→ EXTRACT TO READ
Taxi driver gets 10 years in sex trafficking case


U.S. State Department, in the 2018 Trafficking in Persons Report, placed the FSM under Tier 2. This means that the FSM government “does not fully meet the minimum standards for the elimination of trafficking; however, it is making significant efforts to do so.”

The Federated States of Micronesia Supreme Court handed judgment in a landmark human trafficking case involving a taxi driver who took minors to provide sexual services to fishermen.

The issue of taxi drivers ferrying minors for sexual exploitation has become a concern and priority for the FSM Department of Justice, according to a release. This is the first prosecuted case of a taxi driver involved in human trafficking in the FSM.

FSM Supreme Court Chief Justice Dennis Yamase sentenced William Chunn on March 22 to 10 years imprisonment, and six years probation, after finding him guilty of six counts of trafficking in children and one count of exploiting a trafficked person.

Chunn was a codefendant in a 2017 human trafficking and trafficking in children case against Captain Joseph Parisi, an American who fled from the FSM while awaiting trial. According to a release from the FSM government, the Department of Justice is working with the U.S. Federal Bureau of Investigation and the U.S. Department of State to locate and extradite Parisi back to the FSM to stand trial.

Between 2015 and 2017, Chunn used the taxi he was hired to drive "to recruit, transport, and deliver minor girls to have sex with sailors on shore leave, and other men, on several occasions," according to court testimony.

→ DATA FOR THIS EXERCISE
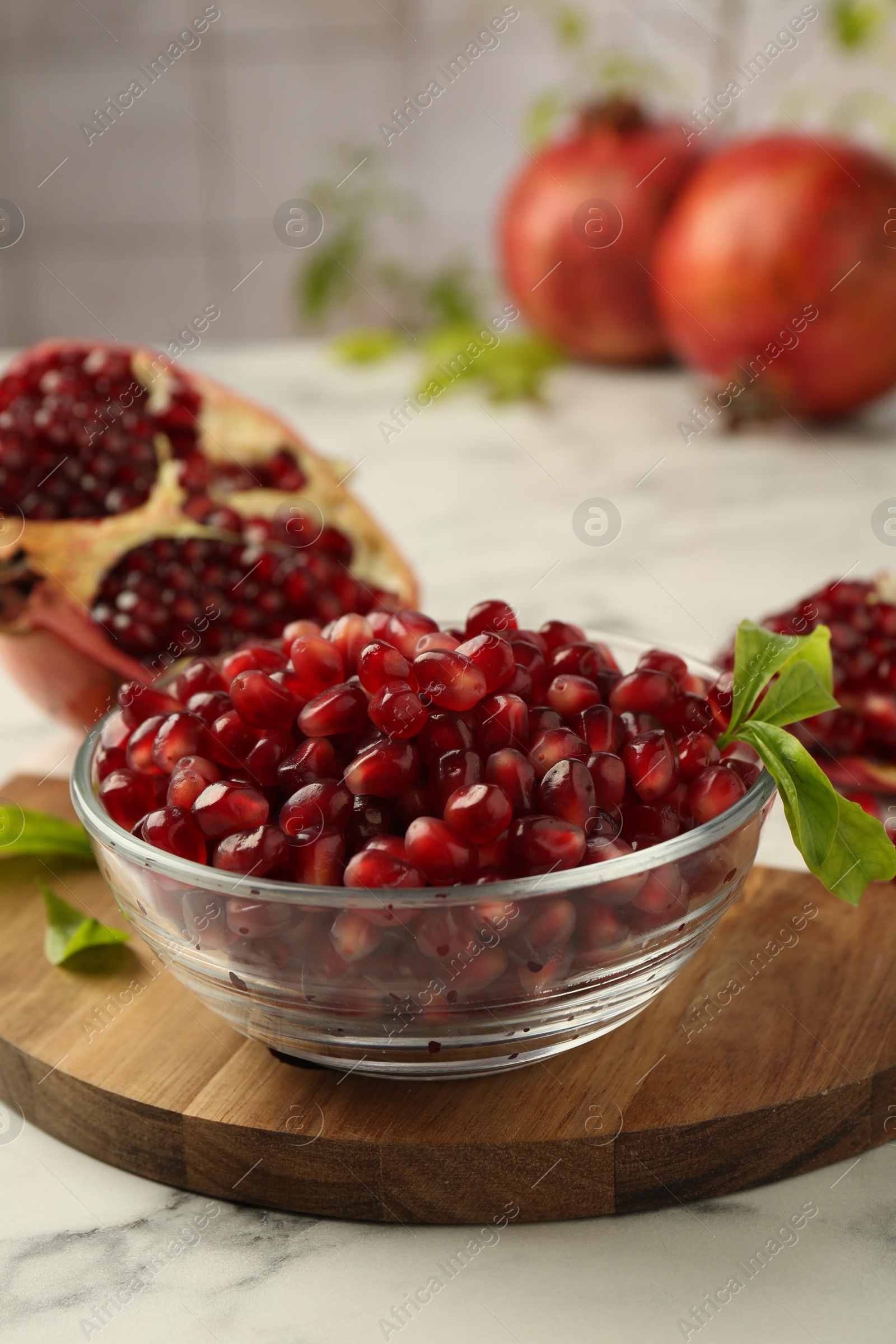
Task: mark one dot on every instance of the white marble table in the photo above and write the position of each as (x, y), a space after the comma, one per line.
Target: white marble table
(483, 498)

* * *

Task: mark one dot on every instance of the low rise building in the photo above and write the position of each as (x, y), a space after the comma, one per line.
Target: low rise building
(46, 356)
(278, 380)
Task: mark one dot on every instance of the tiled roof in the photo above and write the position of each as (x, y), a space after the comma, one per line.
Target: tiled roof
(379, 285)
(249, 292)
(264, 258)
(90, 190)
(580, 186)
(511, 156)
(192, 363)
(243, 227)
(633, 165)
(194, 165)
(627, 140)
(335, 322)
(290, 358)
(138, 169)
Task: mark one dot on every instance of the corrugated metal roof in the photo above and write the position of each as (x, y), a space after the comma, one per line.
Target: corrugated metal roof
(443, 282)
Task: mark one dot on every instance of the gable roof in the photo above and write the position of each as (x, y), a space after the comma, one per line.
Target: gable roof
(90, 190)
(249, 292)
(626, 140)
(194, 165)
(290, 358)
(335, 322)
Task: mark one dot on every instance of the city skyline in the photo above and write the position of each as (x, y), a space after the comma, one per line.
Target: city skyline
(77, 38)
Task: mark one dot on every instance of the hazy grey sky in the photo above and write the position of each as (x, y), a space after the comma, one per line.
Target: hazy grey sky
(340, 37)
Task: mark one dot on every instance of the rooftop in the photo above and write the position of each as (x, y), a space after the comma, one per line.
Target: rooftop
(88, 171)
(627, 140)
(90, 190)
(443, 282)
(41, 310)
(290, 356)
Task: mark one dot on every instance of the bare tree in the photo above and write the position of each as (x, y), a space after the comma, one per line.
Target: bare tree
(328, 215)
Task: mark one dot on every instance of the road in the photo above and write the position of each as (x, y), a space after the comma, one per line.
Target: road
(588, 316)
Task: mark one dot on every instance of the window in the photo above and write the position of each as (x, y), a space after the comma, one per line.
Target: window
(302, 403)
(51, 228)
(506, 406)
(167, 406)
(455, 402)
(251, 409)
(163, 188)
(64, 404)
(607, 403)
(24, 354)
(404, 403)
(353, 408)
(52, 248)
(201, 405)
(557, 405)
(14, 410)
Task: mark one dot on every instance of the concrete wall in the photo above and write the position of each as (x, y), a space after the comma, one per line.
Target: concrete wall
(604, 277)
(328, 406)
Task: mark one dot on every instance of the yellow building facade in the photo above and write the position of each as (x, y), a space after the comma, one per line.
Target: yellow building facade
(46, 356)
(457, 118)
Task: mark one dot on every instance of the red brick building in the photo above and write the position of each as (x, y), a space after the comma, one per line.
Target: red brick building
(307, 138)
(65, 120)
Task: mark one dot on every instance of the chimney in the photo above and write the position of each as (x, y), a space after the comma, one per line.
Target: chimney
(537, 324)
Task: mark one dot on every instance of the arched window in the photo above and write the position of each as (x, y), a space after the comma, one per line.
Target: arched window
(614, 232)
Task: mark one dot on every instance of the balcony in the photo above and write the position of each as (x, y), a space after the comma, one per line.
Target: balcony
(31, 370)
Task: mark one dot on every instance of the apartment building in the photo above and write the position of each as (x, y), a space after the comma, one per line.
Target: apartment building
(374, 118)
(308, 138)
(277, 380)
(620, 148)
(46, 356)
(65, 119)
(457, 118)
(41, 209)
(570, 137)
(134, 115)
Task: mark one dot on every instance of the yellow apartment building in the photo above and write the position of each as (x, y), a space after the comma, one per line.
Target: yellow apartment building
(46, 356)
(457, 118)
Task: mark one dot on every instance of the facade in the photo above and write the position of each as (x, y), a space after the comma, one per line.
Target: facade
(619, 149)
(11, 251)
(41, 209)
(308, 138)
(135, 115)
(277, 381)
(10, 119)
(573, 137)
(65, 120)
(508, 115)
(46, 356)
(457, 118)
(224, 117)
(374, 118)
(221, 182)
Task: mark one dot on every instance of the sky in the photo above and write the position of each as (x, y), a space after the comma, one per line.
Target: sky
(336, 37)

→ LIST OF TASKS
a) In the article about the taxi driver trafficking case, what sentence did William Chunn receive?
b) Please extract every line of the entries that contains the string "arched", treating uppercase and lowercase as different.
The article and the entries have nothing to do with each other.

→ TASK RESULTS
a) He was sentenced to 10 years imprisonment and six years probation.

b)
Task: mark one dot on every instance of the arched window in the photo above and write the position of each as (x, y), a space after the comma, one per line.
Target: arched window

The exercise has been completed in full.